**本文**
休日の過ごし方 法律事務所の休みはありますが、基本的に休日という概念はありません。法律事務所の休みの日は、その分平日に十分な時間が取れないポージングの練習や体のケア、雑誌の掲載記事の執筆などをしています。フィットネスモデル、またはボディービルという世界は、体をひとつの芸術品として捉え、その完成度を競い合うスポーツではありますが、それ以上に「Champion of Mind」を競うスポーツと呼ばれるように、頂点に立つためにはどんなスポーツよりも、肉体的にも、精神的にも極限状態まで追い込んでいく必要があると言われていますし、そのように実感しています。要は24時間365日、己と戦い続けるゲームであると言えるでしょう。
好きな場所 それは間違いなくショーのステージですね! 前が見えないほどの眩しいライトを浴びる中、勝ち負けを競い合うわけですから、ステージに立ったときのあの何とも言えない感覚は、正直やってみないとわからないと思います。高校時代に甲子園に出場したときに、甲子園球場のグランドから観客席を見上げたときの感覚に近いものを覚えました。もしかすると、現在のフィットネスモデルとは、今の私にとっての「第2の甲子園」なのかもしれません。
最もお気に入りのレストラン 基本的に全ての食事を自炊する必要がありますので、残念ながらレストランへなかなか足を運ぶ機会がありません。また、全ての食事の炭水化物、たんぱく質、脂肪の量を1g単位まで計算してメニューが決められているため、レストランでの食事となると本当に難しいですね。よって、どこに出かけるときも、予期せぬ交通渋滞なども考えられますので、常に2、3食分の食事を持ち歩いています。ただし、唯一大会前でも食事に行けるレストランとなると、BurlingameのCrepevineです。そこなら、私のオーダーも理解してもらえているので、グリーンサラダに鶏の胸肉を必要量だけ乗っけてもらって食べています。
日本に郷愁を感じるとき やはり日本の両親と電話で話をして、季節の変化や二人の近況を聞くときですかね。日本の四季の変化を両親の声によって感じることはとても良いものです。

**入力データ**
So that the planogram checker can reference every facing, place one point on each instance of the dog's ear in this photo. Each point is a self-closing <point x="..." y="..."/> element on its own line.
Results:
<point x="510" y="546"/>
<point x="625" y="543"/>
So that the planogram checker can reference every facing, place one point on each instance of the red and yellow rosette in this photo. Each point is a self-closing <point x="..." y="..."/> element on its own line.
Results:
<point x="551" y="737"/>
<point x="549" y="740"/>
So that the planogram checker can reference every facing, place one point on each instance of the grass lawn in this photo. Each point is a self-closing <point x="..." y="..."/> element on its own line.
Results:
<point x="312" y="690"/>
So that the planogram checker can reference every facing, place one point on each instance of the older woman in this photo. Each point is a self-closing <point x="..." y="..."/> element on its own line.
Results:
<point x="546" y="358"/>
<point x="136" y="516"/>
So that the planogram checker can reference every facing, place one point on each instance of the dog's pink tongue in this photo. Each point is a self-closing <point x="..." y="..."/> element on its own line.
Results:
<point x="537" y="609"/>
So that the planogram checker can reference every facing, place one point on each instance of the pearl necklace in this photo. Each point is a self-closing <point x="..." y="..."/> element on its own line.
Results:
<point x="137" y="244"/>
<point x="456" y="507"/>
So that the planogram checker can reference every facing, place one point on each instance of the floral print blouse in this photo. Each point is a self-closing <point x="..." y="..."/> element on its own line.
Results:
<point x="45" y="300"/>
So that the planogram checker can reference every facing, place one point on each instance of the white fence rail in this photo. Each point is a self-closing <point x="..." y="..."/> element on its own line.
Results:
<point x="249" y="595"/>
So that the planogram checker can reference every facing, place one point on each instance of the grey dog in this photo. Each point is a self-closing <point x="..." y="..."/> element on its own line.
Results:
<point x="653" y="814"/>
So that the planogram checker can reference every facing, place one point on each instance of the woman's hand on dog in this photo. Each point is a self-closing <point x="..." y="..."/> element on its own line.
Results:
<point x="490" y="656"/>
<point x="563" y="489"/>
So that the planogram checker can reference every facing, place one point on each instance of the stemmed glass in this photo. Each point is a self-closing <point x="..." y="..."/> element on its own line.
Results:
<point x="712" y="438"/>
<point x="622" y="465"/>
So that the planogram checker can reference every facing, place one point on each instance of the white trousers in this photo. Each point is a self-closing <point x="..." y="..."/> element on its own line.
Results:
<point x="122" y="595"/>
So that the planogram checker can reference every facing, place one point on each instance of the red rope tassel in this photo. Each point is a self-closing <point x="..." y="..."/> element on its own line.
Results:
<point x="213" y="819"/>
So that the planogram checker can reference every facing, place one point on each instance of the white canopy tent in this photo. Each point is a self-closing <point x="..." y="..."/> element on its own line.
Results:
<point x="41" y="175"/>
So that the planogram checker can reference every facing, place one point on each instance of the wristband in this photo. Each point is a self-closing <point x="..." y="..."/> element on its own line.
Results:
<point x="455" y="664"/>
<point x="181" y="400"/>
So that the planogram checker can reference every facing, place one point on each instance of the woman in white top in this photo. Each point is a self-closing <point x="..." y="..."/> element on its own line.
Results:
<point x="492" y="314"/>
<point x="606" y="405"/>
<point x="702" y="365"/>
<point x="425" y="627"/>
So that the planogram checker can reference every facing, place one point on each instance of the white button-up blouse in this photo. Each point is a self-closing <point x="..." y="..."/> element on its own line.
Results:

**作業一覧**
(1) 記録のうち「the white button-up」を含む行から始まり記録の最後で終わる部分を、空行を除き、「番号」と「行内容」の2列からなるMarkdownの表に書き直すこと。
(2) フィットネスモデルとしての日々をつづった本文の続きを、最後の文の後から書いてください。

**作業結果**
(1)
| 番号 | 行内容 |
|---|---|
| 1 | So that the planogram checker can reference every facing, place one point on each instance of the white button-up blouse in this photo. Each point is a self-closing <point x="..." y="..."/> element on its own line. |
| 2 | Results: |

(2)
お勧めの観光地 私の地元、山口県岩国市です。日本三奇橋である錦帯橋が、美しい城下町とうまく調和し、季節ごとの様々な顔を持つすばらしい町であると言えます。正直、岩国市に住んでいるときにはその美しさが当たり前でしたが、今は岩国市に生まれ育ったことを誇りに思います。
最も印象に残っている映画 食事を2時間ごとに摂ることもあり、最近は全く映画を観ていません。日本にいたころは、毎週映画館へ足を運んでいたのですが。ですから、最も印象に残っている映画は8年前にさかのぼり、渡米前最後に観た映画であるラストサムライです。この映画を観たとき、「よし、アメリカへ行っても、しっかりと大和魂を持ち続けてがんばろう!」と自分に誓ったことをよく覚えています。
座右の銘は? 「The mind is everything.」です。私が大ファンであるIFBBプロボディビルダーのKai Greeneから贈られた言葉です。私も大会直前で体脂肪4%くらいの状態の時は、心が折れそうなことがあります。また、ウェイトトレーニングの時は、毎回と言っていいほど、常に目の前が真っ白になって意識が飛びそうな状況に陥っています。そのような時、いつもその言葉を自分に何度も何度も言い聞かせて、奮い立たせています。
5年後の自分に期待することは? 日本人の方が得意とするものづくりや学術の分野だけではなく、どちらかというと敬遠しがちな肉体を競い合う分野でも多くの日本人が世界へ向けて羽ばたけるように、少しでも多くの日本人の選手に出てきて頂き、共に日本のフィットネス業界を盛り上げていきたいと考えています。